### Record set
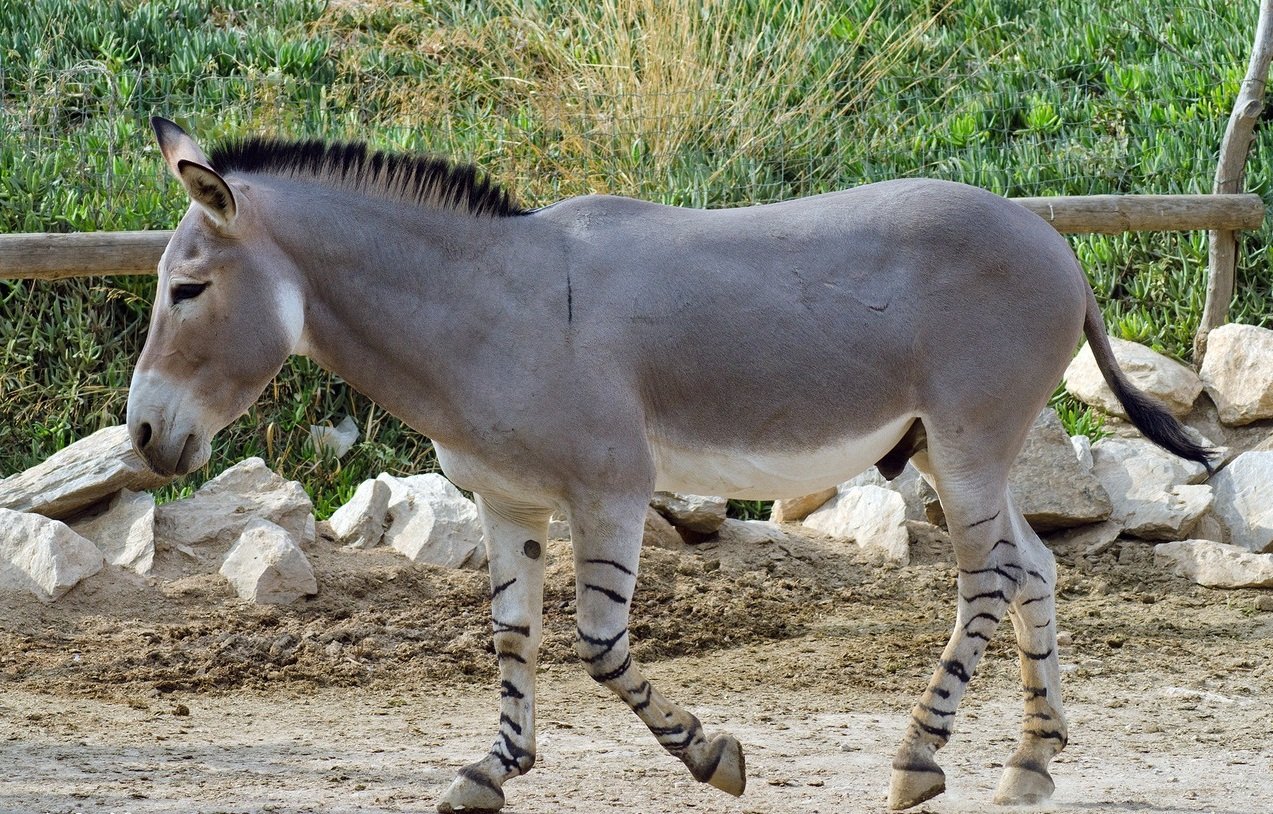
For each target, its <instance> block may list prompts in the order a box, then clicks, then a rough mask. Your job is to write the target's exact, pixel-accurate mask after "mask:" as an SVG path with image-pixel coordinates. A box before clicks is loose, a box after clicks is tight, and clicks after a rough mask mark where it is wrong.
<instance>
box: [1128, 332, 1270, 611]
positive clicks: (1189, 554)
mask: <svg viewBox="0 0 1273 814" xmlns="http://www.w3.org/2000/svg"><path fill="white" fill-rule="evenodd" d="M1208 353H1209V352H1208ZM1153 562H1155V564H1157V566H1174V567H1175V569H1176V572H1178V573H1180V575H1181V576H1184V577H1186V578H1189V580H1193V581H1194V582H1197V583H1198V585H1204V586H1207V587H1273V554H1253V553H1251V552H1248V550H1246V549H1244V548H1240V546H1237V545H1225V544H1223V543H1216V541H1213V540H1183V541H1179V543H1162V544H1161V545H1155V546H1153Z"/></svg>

### Task description
Render the lines above as a Markdown table with a "No." column for the row number and a "Text" column for the line, skipping any blank lines. Leave the pictures out of your answer.

### Exercise result
| No. | Text |
|---|---|
| 1 | For each target, its <instance> block may list prompts in the order a box, then clicks, then a rough mask. Your job is to write the target's exact, pixel-accurate mask after "mask:" as an SVG path with image-pixel coordinates. A box before clicks is loose, a box after clicks is tight, and clicks after a rough mask mark where it is wrong. |
| 2 | <instance> |
| 3 | box: [1128, 332, 1270, 611] |
| 4 | positive clicks: (1189, 554) |
| 5 | mask: <svg viewBox="0 0 1273 814" xmlns="http://www.w3.org/2000/svg"><path fill="white" fill-rule="evenodd" d="M1208 353H1209V352H1208ZM1153 562H1155V564H1157V566H1174V567H1175V569H1176V572H1178V573H1180V575H1181V576H1184V577H1186V578H1189V580H1193V581H1194V582H1197V583H1198V585H1204V586H1207V587H1273V554H1253V553H1251V552H1248V550H1246V549H1244V548H1240V546H1237V545H1225V544H1223V543H1216V541H1213V540H1183V541H1179V543H1162V544H1161V545H1155V546H1153Z"/></svg> |